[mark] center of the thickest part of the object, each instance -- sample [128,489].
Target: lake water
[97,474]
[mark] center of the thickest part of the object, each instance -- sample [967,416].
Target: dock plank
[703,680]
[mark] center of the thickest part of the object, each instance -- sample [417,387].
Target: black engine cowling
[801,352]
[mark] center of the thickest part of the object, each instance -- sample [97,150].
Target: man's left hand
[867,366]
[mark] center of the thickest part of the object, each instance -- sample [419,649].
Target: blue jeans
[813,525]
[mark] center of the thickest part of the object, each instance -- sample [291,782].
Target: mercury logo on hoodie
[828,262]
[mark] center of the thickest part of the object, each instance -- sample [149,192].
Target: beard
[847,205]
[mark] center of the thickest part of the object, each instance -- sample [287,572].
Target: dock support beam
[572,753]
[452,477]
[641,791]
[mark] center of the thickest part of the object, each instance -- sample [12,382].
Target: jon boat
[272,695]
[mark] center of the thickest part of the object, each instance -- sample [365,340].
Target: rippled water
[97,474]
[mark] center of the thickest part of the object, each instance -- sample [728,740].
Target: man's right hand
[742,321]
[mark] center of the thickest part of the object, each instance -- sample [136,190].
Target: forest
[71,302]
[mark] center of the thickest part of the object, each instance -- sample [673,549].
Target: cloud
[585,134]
::::::::::
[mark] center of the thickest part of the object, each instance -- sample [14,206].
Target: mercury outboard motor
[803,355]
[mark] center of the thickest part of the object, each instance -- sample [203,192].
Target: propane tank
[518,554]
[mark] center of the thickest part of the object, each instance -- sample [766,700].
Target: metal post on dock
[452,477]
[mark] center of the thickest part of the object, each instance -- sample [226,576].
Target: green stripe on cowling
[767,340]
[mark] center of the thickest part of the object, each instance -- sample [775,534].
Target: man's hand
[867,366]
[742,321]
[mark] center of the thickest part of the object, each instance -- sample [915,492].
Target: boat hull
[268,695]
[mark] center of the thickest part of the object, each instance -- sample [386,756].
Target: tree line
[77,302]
::::::::::
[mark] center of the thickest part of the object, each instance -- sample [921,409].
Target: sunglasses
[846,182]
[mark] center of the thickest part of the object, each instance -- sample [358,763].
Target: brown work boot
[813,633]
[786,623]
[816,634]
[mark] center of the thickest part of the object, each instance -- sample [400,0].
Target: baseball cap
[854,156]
::::::::::
Requirements:
Collect every line above that contains the word "mercury".

Answer for this exercise:
Target: mercury logo on hoodie
Target: mercury outboard motor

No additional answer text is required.